AVAILABLE DATA
——
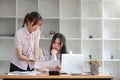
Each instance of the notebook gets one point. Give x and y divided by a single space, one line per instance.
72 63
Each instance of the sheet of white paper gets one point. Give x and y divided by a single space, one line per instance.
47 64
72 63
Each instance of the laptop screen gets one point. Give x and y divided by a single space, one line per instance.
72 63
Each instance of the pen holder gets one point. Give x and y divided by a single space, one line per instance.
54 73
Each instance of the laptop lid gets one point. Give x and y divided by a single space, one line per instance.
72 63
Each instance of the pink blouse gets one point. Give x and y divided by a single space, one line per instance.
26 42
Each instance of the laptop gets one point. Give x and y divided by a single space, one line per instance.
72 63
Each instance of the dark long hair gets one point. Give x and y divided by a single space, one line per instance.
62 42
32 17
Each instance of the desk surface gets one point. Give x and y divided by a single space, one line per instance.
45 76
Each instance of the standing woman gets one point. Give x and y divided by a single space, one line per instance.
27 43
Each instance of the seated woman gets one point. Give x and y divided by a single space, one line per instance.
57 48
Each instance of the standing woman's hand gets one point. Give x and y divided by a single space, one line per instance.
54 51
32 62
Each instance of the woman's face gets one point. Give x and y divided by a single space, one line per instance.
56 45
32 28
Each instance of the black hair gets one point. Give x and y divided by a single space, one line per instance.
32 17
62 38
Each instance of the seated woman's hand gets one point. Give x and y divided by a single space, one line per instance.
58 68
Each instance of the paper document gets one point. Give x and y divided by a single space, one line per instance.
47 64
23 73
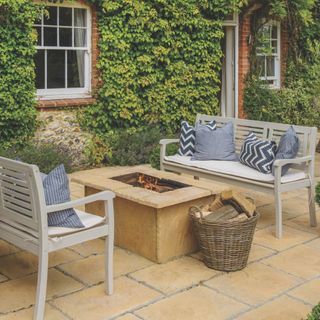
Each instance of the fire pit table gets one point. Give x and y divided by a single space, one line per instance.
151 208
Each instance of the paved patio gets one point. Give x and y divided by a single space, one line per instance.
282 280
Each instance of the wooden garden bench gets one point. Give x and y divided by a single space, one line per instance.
——
SHORT EXERCISE
Copy every record character for character. Skip the pictures.

EXERCISE SOLUTION
Each instance of the notebook gets one point. Give x and y divided by a single space, one line per instance.
72 63
Each instance of the sheet of white paper gets one point. Give x and y divided by a single space, one line per instance.
47 64
72 63
Each instance of the laptop screen gets one point. Give x and y divided by a single space, one line per instance.
72 63
Each instance of the pen holder gets one point. Give x and y divided by a single space, one line per instance.
54 73
Each instance of the laptop lid gets one point. Give x and y divided by a single space, one line per instance.
72 63
Each instance of the pink blouse gets one point. Give x and y divided by a single space, one line per instance.
26 42
Each instance of the laptop gets one point. Give x and y divided by a single space, one line per instance.
72 63
Each instance of the dark long hair gets one point. Give x and y divided by a single space, one line per instance.
62 42
32 17
Each instance of the desk surface gets one point. Give x and y divided by a single space, one line per instance.
45 76
Each instance of the standing woman gets one point. Give x and y divided by a single space, one line per instance.
27 43
Each instance of the seated woman gets one point. Give x and y divided by a single space, one line per instance.
57 48
Each instance of the standing woman's hand gets one point. Give x and y divided by a single space, one line per instance.
54 51
32 62
Each instance of the woman's face gets one point. Give x and y divided by a single space, one line per instance.
56 45
32 28
Each instance of the black hair gets one point. Give x and y divided by a single space, one line per instance.
32 17
62 38
Each instance of the seated woman's hand gets one point. Give x and y divided by a single space, one line per instance.
58 68
Each instance of the paper document gets one point. Give x and y divided by a single space, one line per instance.
47 64
23 73
Each instance of the fire pit table gets one point. Give x and y divided by a single space, one line per instance.
151 208
Each instance of the paved patio gets one point. Give x and y divided by a single space, one line per instance.
282 280
Each instance of the wooden garden bench gets one point. Give x and y divided by a single space, one line per instance.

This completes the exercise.